These are the key concepts you need to understand to accurately answer the question.

Critical Points
To understand the idea of critical points, we need to first get the first derivative of our function. In this case, the function is given as \( h(t) = 2t^3 + 3t^2 \), so the derivative is calculated as \( h'(t) = 6t^2 + 6t \).
Next, to locate the critical points, we set this derivative equal to zero: \( 6t^2 + 6t = 0 \). Solving this equation will help us find that the function has critical points at \( t = 0 \) and \( t = -1 \).
These critical points indicate where the function might change its behavior - shifting from increasing to decreasing, or vice versa. In simpler terms, they're spots where the function could have peaks or valleys.
Increasing and Decreasing Intervals
Analyzing where a function increases or decreases is essential for understanding its full behavior. To find these intervals for our function, we consider the sign of the derivative \( h'(t) \) between our critical points.
First, test the interval \((-\infty, -1)\) by choosing \( t = -2 \): \( h'(-2) = 12 \) indicates the function is increasing here.
Next, test the interval \((-1, 0)\) with \( t = -\frac{1}{2} \): \( h'(-\frac{1}{2}) = -\frac{3}{2} \) shows it's decreasing in this interval.

__Extracted information__:

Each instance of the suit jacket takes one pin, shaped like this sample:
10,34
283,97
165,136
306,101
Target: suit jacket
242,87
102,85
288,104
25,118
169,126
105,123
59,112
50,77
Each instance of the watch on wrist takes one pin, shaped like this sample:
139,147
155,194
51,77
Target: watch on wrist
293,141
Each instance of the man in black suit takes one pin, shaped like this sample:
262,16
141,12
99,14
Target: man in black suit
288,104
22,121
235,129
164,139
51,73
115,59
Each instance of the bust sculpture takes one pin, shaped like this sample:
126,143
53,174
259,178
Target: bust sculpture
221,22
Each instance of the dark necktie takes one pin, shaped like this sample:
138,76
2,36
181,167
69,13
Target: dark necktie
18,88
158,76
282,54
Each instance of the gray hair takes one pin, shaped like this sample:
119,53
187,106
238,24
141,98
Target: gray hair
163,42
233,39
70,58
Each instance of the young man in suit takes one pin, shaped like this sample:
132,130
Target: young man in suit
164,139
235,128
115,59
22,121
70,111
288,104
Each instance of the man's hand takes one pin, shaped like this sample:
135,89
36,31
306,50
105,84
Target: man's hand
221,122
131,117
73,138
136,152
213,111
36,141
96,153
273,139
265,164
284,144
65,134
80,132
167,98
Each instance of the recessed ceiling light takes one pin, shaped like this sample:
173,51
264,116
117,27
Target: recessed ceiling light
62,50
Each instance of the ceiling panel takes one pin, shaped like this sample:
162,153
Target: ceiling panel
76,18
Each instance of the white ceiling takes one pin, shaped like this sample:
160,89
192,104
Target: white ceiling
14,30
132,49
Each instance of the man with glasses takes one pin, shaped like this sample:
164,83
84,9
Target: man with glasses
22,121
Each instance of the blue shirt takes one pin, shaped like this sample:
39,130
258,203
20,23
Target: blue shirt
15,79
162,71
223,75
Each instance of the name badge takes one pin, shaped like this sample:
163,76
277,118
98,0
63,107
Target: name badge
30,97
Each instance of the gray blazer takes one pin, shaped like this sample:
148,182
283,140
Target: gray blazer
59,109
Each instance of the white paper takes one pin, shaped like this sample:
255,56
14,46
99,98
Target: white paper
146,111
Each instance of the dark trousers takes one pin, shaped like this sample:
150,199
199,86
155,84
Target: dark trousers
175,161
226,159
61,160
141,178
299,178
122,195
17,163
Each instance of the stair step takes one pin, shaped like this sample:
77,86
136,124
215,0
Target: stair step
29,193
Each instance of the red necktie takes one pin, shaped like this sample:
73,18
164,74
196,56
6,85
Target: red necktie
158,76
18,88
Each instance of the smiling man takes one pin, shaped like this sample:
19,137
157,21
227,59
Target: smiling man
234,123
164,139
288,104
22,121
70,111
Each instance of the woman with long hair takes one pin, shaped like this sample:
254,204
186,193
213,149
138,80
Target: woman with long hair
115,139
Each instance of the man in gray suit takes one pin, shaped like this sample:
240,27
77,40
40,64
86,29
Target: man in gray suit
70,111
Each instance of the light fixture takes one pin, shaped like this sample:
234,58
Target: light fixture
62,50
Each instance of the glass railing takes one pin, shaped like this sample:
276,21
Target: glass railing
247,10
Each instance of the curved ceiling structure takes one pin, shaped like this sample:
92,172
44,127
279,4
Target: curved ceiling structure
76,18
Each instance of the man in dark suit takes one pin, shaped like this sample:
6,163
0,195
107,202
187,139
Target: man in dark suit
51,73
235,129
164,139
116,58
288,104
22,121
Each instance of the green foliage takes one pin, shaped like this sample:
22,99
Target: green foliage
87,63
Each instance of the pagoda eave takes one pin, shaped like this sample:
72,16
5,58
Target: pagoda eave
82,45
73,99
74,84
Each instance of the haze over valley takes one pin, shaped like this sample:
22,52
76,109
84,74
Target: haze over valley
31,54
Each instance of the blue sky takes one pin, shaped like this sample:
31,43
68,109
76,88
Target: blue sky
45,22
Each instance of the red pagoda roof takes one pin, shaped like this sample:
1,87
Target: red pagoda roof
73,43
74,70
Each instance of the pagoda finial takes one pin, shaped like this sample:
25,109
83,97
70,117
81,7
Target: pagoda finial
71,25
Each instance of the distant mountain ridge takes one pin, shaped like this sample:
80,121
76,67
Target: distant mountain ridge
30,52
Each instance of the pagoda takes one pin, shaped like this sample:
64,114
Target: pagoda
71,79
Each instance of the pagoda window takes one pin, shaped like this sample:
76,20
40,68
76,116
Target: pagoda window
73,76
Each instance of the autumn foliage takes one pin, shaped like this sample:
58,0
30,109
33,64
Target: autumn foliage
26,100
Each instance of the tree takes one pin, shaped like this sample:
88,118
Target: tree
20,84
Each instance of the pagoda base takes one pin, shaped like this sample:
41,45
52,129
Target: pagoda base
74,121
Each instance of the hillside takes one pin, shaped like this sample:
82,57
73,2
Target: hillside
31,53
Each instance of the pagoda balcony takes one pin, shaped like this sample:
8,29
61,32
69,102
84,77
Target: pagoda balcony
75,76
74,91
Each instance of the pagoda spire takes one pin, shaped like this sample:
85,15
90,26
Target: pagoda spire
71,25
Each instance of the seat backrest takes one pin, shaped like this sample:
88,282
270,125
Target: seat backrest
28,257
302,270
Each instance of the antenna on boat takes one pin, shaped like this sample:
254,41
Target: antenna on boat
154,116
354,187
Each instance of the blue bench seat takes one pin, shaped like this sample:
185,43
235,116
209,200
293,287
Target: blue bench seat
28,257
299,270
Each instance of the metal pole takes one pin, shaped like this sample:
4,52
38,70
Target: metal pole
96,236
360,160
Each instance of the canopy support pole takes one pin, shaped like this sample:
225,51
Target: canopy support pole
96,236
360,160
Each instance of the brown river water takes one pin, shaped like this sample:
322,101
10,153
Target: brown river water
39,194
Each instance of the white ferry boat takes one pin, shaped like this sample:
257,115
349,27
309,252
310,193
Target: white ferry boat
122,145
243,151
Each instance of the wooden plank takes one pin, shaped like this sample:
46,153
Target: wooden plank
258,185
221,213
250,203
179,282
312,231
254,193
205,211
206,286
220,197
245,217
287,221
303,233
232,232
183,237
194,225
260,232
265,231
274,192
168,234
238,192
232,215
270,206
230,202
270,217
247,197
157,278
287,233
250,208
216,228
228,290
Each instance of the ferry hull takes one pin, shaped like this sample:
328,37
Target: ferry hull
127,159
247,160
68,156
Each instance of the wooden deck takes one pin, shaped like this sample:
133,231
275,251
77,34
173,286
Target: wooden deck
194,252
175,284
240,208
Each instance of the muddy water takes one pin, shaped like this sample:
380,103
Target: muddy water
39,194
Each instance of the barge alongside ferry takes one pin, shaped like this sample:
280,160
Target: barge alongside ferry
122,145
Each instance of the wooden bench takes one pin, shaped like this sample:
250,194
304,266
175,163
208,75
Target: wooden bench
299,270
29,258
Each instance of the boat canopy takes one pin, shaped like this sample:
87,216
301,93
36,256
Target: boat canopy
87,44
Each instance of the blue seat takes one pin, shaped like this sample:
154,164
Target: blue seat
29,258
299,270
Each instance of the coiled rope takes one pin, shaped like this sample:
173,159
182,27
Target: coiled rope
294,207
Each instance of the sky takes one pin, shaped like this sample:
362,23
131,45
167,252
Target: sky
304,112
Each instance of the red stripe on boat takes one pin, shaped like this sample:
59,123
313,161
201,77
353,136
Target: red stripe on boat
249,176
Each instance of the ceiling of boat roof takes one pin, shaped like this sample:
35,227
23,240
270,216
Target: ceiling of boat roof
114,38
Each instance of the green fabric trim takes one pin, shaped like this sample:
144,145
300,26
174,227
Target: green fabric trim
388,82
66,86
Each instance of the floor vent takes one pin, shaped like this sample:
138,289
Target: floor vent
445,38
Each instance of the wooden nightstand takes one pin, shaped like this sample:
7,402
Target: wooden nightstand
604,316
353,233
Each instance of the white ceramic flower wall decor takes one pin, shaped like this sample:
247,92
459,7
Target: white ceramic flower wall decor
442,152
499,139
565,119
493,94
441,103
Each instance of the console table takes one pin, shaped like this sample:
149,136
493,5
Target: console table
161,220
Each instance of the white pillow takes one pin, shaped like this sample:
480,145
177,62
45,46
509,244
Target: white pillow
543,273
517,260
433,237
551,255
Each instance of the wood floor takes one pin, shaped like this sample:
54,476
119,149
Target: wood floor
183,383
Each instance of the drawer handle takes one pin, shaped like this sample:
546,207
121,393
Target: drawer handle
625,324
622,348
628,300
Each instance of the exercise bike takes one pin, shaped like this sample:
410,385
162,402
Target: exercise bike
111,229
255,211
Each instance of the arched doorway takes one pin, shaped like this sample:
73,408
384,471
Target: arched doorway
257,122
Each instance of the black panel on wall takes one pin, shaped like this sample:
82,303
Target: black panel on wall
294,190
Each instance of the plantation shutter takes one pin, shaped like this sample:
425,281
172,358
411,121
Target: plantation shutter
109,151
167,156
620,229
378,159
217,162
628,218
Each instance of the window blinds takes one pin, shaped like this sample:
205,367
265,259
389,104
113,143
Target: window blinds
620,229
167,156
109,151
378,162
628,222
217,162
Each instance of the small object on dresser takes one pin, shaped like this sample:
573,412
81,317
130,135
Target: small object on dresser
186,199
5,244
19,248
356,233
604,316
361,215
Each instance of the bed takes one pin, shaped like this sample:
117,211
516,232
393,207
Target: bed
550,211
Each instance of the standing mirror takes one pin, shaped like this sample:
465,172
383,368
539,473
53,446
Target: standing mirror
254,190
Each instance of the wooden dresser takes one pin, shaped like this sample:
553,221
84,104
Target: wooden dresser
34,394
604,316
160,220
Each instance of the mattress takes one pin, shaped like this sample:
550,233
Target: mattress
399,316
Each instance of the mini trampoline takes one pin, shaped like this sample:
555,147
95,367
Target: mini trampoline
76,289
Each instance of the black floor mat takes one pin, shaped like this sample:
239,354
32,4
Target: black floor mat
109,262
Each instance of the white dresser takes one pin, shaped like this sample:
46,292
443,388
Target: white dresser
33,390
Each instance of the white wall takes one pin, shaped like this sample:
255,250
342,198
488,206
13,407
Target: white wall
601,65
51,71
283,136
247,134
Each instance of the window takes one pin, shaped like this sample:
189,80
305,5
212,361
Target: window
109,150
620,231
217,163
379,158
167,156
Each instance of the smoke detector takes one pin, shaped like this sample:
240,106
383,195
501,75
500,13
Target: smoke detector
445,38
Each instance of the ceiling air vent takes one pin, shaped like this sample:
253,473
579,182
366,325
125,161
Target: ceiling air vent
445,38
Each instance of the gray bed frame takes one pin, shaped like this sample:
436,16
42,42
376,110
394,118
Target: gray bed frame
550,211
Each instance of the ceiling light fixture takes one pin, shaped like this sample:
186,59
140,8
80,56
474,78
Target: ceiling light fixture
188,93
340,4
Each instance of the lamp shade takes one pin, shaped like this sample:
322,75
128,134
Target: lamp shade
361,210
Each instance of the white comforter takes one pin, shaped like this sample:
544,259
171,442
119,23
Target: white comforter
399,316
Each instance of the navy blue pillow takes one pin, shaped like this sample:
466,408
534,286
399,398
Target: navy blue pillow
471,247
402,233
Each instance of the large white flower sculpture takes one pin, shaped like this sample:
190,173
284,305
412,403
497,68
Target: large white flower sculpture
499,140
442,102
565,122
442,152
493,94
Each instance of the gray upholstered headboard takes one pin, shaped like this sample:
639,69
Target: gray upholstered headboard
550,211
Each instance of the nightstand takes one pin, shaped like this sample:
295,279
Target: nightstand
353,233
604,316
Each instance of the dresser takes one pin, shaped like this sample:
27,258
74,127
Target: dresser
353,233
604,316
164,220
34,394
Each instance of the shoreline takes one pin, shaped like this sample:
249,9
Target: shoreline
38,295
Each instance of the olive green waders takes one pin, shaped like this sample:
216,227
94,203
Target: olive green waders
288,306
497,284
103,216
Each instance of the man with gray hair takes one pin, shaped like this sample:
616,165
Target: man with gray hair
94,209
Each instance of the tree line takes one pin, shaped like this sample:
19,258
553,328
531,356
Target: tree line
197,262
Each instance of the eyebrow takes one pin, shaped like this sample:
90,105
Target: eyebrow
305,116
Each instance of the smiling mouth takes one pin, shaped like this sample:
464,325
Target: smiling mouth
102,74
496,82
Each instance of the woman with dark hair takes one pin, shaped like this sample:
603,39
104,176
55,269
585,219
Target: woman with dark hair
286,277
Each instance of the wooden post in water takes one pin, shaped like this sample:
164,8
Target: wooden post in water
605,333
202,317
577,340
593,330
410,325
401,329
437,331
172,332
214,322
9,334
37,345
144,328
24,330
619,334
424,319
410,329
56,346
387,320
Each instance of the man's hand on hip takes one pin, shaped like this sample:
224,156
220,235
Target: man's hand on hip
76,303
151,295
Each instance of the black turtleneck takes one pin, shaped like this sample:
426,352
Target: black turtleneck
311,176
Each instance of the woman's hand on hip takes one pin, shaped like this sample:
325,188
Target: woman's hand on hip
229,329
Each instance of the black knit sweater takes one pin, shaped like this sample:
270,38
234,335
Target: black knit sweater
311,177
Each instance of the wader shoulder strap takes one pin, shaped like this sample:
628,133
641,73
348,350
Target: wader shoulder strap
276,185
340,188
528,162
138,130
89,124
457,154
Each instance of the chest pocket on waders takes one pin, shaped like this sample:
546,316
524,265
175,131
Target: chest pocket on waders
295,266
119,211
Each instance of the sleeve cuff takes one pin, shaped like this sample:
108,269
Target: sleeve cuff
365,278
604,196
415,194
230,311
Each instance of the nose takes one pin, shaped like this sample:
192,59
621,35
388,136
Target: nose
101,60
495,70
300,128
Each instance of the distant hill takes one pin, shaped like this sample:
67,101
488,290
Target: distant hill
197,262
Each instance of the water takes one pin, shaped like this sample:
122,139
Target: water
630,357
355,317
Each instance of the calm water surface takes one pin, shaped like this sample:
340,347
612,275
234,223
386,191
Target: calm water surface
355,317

__Exercise requirements__: Carry the calculus explanation of critical points and intervals forward from its last sentence. The records play no part in this work.

__Result of the exercise__:
Finally, test \((0, +\infty)\) using \( t = 1 \): \( h'(1) = 12 \) confirms the function is again increasing.
  • Interval \((-\infty, -1)\): Increasing
  • Interval \((-1, 0)\): Decreasing
  • Interval \((0, +\infty)\): Increasing
Absolute Minimum
Identifying the absolute minimum involves evaluating the function at our critical and endpoint values and comparing them to find the smallest value. Here, the domain of our function is restricted to \([-2, +\infty)\).
For \( h(t) \):
  • \( h(-2) = -4 \)
  • \( h(-1) = 1 \)
  • \( h(0) = 0 \)

The lowest value of these is \(-4\), found at \( t = -2 \). Hence, the function reaches its absolute minimum at this endpoint, giving us the point \((-2, -4)\). This value signifies the lowest point within the domain where the function can reach, despite it continuing to increase toward infinity in the future.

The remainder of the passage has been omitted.